⟨
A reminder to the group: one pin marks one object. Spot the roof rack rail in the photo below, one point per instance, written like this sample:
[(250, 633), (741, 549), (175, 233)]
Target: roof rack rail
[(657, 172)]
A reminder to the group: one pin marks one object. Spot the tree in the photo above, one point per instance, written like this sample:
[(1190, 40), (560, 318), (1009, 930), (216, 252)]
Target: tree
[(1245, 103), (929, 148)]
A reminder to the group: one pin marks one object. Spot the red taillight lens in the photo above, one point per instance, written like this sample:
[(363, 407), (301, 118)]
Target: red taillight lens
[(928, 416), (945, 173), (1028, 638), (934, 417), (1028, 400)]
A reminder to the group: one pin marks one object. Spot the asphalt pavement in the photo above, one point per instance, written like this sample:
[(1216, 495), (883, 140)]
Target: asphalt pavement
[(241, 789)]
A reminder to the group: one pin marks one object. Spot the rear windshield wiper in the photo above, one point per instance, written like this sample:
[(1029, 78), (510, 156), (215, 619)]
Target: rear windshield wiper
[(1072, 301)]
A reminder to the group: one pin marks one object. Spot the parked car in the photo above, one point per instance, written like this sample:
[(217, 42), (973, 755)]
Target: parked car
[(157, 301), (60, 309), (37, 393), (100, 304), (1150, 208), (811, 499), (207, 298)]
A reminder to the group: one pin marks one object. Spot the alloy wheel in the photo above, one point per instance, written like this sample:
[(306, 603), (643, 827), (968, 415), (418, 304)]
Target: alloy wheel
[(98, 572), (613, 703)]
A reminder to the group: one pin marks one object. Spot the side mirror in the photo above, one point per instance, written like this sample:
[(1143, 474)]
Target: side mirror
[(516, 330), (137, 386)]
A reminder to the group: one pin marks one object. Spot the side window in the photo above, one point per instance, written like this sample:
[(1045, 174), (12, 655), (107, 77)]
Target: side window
⟩
● Aim
Rewrite the listing above, swapping every "Target" for "Label" and leaving everything else untouched.

● Exercise result
A reminder to the group: one pin marks one object. Spot the roof rack rail in the photo below, one point per instance, written like this sample:
[(250, 633), (741, 549), (175, 233)]
Label: roof rack rail
[(657, 172)]
A reminder to the group: one pin marks one object. Spot the tree in the photo above, one point per instance, written like this sample:
[(1190, 40), (560, 318), (1009, 930), (216, 252)]
Label: tree
[(1245, 103), (929, 148)]
A reminder to the group: one pin marks one object. Spot the red taillight lens in the photo above, one point per instance, written like this sample:
[(363, 407), (301, 118)]
Label: red taillight lens
[(928, 416), (945, 173), (1028, 638), (934, 417), (1028, 400)]
A reminder to the group: one pin marks one object. Spot the asphalt pavement in the photo above, one point per instance, written like this sample:
[(1216, 495), (883, 140)]
Label: asphalt pavement
[(241, 789)]
A reminder to the group: one pin marks one object. Spot the rear windshield wiper in the photo above, one point per instance, written like this sample:
[(1029, 78), (510, 156), (215, 619)]
Label: rear windshield wiper
[(1072, 301)]
A reminder to the group: one pin marks one object. Spot the parked car in the photo above, one point per instance, written like this sample:
[(217, 42), (973, 755)]
Label: parked car
[(157, 301), (60, 309), (37, 393), (100, 304), (1150, 208), (811, 499), (207, 298)]
A reminder to the group: one pin marks one object. Spot the alloy wheel in the photo above, one point per instance, written like this sample:
[(306, 603), (643, 827), (968, 415), (418, 304)]
Label: alloy wheel
[(98, 572), (613, 703)]
A reminder to the group: one pin marks one object. Spot the side mirror in the photo above, one point per instance, written like this sample:
[(1143, 474)]
Label: side mirror
[(516, 330), (137, 386)]
A reminder to the group: one pin marks one object. Spot the side window in the photo above, one point per instance, written like this sample:
[(1045, 174), (12, 655), (107, 77)]
Label: side window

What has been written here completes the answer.